## WHAT YOU HAVE TO DO
Return, word for word, the stretch of the Royals–Rays trade commentary from "Anyways, it's a" through "make it worthwhile.".

>> start SOURCE EXCERPT

Well, I think the Royals are both desperate and aware of an opening window in this case. Myers is a stud, but as Jeff Passan writes (and by the way, I think Yahoo's Jeff Passan might be the best baseball writer out there), prospects have been over-fetishized in the world of baseball punditry. Yes, he looks excellent, but so do a lot of guys that can't make the jump, while James Shields is a very safe bet for pitching reliability. The Royals are dealing from a position of strength, in that they have the best farm system in baseball, and so were the Rays, in that they had incredible pitching depth. Conversely, the Royals had a huge weakness in starting pitching, while the Rays have been anemic offensively. The Royals also see a division that's generally quite weak (even with the Tigers in it), and a pitcher who's battle tested by the AL East.

Anyways, it's a ballsy move by the Royals. If Myers reaches his ceiling, then it's probably a major loss for KC, but that's no guarantee, and if Shields pushes them up into contention, if only for 2 years, it might be worth it, particularly as Kansas City has such a bountiful harvest and a core oozing with potential that they hope will ripen on time. I imagine the Rays will probably "win the trade", in the sense that they have very little to lose by moving a pitcher with few controllable years left in exchange for a good crop of potential, while the Royals have clearly assumed far more risk, but may reap short term benefits that make it worthwhile.

>> end SOURCE EXCERPT
>> start RECORDS

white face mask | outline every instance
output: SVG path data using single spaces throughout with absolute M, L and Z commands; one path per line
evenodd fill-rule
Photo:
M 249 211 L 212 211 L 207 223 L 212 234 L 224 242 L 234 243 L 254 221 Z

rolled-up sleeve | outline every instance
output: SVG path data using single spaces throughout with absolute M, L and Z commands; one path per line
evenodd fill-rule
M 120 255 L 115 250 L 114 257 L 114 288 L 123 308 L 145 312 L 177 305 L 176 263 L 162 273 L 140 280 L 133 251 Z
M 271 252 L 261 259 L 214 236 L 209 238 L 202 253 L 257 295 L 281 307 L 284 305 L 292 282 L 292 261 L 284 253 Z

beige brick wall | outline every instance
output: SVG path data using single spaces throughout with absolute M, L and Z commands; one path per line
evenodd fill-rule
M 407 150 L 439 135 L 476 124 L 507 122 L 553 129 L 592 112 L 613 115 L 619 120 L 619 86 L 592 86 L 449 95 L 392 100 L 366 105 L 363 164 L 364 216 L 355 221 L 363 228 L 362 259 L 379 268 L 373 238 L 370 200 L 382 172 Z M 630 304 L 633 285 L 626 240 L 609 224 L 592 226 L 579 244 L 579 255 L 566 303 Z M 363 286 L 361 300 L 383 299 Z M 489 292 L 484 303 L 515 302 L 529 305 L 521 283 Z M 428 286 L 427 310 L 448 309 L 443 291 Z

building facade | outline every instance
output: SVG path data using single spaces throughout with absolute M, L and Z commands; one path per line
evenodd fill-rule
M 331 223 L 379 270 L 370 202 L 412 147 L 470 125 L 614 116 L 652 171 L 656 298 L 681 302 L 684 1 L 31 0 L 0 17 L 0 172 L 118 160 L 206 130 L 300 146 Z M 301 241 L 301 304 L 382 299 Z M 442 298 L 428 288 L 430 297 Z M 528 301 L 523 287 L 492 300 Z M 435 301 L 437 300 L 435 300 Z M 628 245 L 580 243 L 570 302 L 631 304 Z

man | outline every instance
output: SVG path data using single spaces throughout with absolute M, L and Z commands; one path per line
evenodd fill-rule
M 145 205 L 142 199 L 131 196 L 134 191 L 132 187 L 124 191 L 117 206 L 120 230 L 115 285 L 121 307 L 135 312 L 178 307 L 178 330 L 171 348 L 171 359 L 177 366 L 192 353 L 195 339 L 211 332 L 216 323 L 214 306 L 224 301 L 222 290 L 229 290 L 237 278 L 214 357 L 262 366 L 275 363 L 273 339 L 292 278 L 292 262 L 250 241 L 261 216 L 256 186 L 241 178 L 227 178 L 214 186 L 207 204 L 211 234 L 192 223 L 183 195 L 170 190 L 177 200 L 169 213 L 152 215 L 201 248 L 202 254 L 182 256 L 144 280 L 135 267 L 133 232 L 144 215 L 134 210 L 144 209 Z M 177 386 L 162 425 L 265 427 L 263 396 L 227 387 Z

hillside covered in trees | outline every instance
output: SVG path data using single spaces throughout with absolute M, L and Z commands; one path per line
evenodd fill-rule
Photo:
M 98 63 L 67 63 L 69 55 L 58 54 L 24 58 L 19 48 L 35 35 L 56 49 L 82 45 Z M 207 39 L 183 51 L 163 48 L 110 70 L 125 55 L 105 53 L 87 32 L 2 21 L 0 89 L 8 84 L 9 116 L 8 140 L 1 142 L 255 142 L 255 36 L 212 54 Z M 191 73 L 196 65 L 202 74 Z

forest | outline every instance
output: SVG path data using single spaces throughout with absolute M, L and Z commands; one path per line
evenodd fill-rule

>> end RECORDS

## TASK OUTPUT
Anyways, it's a ballsy move by the Royals. If Myers reaches his ceiling, then it's probably a major loss for KC, but that's no guarantee, and if Shields pushes them up into contention, if only for 2 years, it might be worth it, particularly as Kansas City has such a bountiful harvest and a core oozing with potential that they hope will ripen on time. I imagine the Rays will probably "win the trade", in the sense that they have very little to lose by moving a pitcher with few controllable years left in exchange for a good crop of potential, while the Royals have clearly assumed far more risk, but may reap short term benefits that make it worthwhile.